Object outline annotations
####################
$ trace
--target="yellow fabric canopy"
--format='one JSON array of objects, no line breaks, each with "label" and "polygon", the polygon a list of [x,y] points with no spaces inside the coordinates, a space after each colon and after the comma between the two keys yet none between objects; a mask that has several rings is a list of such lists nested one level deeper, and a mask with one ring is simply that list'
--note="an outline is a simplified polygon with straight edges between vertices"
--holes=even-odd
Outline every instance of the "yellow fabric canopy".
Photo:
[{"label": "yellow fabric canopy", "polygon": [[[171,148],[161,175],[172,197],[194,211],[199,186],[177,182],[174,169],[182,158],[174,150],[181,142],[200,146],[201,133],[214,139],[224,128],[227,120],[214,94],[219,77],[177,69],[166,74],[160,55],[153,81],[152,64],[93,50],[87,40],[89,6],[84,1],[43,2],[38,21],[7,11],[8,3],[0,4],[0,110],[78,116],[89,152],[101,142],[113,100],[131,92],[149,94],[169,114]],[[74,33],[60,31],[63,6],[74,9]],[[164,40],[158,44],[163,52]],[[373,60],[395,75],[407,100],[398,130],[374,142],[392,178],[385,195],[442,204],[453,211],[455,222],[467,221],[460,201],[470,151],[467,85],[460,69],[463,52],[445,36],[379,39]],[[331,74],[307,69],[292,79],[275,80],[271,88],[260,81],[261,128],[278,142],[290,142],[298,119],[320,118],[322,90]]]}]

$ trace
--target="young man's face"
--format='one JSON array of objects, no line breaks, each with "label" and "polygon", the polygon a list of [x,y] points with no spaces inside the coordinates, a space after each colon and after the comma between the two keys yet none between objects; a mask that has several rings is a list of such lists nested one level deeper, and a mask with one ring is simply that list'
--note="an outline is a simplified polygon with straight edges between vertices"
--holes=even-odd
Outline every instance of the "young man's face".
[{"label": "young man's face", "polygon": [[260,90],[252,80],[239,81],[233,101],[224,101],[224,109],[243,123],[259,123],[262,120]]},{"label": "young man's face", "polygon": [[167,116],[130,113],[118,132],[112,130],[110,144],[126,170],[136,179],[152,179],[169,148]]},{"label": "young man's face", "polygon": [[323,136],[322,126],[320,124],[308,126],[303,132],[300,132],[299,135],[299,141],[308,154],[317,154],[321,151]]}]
####################
Stated exercise: Write every record out again, unaltered.

Output:
$ trace
--target="yellow fabric canopy"
--format='one JSON array of objects, no line breaks, each with "label" and "polygon", the polygon a list of [x,y] points with no spaces inside the coordinates, a space after each colon and after the comma between the two keys yet none between objects; a mask that has several rings is a list of such lists nested one level deeper, and a mask with one ring is simply that list'
--note="an outline is a simplified polygon with straight edges between vertices"
--holes=even-odd
Outline every instance of the "yellow fabric canopy".
Photo:
[{"label": "yellow fabric canopy", "polygon": [[[171,148],[161,175],[172,197],[194,211],[199,186],[177,182],[174,169],[182,158],[174,150],[181,142],[200,146],[201,133],[214,139],[224,128],[227,120],[214,94],[219,77],[177,69],[166,74],[160,55],[153,81],[152,64],[93,50],[87,40],[89,6],[84,1],[43,2],[38,21],[7,11],[8,3],[0,4],[0,110],[78,116],[89,152],[101,142],[113,100],[131,92],[149,94],[169,114]],[[74,33],[60,31],[63,6],[74,9]],[[164,40],[158,44],[163,52]],[[373,60],[395,75],[407,100],[398,130],[374,142],[392,178],[385,195],[442,204],[453,211],[455,222],[467,221],[460,201],[470,151],[467,85],[460,69],[463,52],[445,36],[379,39]],[[331,74],[307,69],[292,79],[275,80],[271,88],[260,81],[261,128],[278,142],[290,142],[298,119],[320,118],[322,90]]]}]

$ trace
--target="young man's face"
--format='one JSON array of objects, no line breaks, each with "label" and "polygon", the polygon a list of [x,y] points with no spaces inside the coordinates, a space after each colon and after the comma between the two keys yet none between objects; a mask that has several rings is a list of such lists nested one level deeper, and a mask with one ring is simply that list'
--note="an outline is a simplified polygon with straight edges between vertices"
--holes=even-odd
Outline every instance of the "young man's face".
[{"label": "young man's face", "polygon": [[260,90],[252,80],[239,81],[233,101],[224,101],[224,109],[243,123],[259,123],[262,120]]},{"label": "young man's face", "polygon": [[167,116],[130,113],[118,132],[112,130],[110,144],[126,170],[136,179],[152,179],[169,148]]},{"label": "young man's face", "polygon": [[323,136],[322,126],[320,124],[308,126],[303,132],[300,132],[299,135],[299,141],[308,154],[317,154],[321,151]]}]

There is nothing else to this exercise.